EXCERPTED DATA below:
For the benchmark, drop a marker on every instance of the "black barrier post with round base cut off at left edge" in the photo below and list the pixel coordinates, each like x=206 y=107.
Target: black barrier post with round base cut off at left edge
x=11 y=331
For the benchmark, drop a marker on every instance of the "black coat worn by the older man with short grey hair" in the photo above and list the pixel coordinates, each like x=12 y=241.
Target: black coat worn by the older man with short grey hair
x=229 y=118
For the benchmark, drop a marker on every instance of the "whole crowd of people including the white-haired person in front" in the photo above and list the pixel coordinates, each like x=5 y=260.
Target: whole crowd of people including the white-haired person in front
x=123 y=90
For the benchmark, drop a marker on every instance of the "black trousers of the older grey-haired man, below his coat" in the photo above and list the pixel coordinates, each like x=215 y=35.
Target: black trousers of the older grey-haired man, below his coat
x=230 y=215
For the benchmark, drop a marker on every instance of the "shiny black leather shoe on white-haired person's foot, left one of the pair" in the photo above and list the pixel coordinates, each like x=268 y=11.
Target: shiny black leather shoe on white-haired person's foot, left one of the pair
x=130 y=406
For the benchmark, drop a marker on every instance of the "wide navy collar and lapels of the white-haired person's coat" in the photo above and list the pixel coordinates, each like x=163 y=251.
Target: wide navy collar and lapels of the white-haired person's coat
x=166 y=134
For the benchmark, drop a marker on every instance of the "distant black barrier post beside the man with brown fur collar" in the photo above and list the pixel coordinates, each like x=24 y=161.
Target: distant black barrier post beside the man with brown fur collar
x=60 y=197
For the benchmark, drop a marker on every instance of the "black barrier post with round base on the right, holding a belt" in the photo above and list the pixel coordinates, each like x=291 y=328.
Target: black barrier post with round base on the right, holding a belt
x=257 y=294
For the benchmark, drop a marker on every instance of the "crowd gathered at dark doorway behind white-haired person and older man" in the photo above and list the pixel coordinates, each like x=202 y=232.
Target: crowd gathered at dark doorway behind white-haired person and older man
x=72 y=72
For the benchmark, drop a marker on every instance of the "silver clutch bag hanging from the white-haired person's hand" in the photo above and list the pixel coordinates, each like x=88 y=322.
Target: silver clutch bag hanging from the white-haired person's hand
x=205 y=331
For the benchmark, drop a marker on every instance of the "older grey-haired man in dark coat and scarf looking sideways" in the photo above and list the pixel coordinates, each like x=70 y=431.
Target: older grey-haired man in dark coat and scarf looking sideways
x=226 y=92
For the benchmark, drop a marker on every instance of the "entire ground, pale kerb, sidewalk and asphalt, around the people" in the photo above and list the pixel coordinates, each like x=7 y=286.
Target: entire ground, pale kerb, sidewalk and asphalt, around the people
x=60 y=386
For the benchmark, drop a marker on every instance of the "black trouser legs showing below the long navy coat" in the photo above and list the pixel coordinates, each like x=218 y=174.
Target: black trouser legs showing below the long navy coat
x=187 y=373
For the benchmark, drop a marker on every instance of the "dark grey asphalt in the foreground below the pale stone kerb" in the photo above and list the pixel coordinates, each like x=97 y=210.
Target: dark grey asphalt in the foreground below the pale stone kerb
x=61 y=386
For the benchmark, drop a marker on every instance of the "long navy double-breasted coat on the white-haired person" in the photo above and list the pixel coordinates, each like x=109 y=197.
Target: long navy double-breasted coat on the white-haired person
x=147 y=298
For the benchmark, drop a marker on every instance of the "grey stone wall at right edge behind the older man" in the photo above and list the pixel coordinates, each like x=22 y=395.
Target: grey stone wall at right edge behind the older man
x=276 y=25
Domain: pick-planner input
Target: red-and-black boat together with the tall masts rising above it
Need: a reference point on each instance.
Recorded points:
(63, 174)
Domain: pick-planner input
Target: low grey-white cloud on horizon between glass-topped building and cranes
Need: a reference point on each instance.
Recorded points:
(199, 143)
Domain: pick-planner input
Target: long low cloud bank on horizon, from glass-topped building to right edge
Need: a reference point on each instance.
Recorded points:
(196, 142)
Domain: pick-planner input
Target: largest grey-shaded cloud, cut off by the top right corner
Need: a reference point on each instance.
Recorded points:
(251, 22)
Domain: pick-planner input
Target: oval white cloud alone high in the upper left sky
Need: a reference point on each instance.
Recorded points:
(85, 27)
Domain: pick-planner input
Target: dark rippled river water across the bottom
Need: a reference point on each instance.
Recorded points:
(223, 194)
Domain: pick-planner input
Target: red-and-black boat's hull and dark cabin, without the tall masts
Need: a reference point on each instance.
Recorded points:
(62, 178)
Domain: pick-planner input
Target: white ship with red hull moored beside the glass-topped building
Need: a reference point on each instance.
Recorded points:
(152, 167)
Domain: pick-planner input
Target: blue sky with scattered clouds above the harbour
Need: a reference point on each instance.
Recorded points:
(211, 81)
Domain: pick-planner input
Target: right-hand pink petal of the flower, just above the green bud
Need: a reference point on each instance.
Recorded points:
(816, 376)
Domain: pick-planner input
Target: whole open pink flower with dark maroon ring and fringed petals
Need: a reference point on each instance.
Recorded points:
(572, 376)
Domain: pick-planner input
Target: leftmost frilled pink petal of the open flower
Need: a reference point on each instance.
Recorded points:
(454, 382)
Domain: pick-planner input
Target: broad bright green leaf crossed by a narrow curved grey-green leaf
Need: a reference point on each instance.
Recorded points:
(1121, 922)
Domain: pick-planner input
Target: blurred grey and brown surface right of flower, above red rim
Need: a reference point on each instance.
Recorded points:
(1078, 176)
End of EXCERPTED DATA.
WORK TO BE COMPLETED:
Give again, word for word, the lines of the listing, starting at its first line and ending with the line containing "like x=268 y=11.".

SOLUTION FOR THIS TASK:
For the benchmark, drop a marker on every instance of the "black barrier post with round base cut off at left edge" in the photo below and list the pixel coordinates, each like x=206 y=107.
Target: black barrier post with round base cut off at left edge
x=11 y=331
For the benchmark, drop a marker on every instance of the "black coat worn by the older man with short grey hair" in the photo above and list the pixel coordinates, each like x=12 y=241.
Target: black coat worn by the older man with short grey hair
x=229 y=118
For the benchmark, drop a marker on every instance of the "whole crowd of people including the white-haired person in front" in the photo above and list the pixel coordinates, each like x=5 y=260.
Target: whole crowd of people including the white-haired person in front
x=123 y=90
For the benchmark, drop a marker on every instance of the "black trousers of the older grey-haired man, below his coat" in the photo above and list the pixel coordinates, each like x=215 y=35.
Target: black trousers of the older grey-haired man, below his coat
x=230 y=215
For the benchmark, drop a marker on every instance of the "shiny black leather shoe on white-haired person's foot, left one of the pair" in the photo above and list the pixel coordinates, each like x=268 y=11.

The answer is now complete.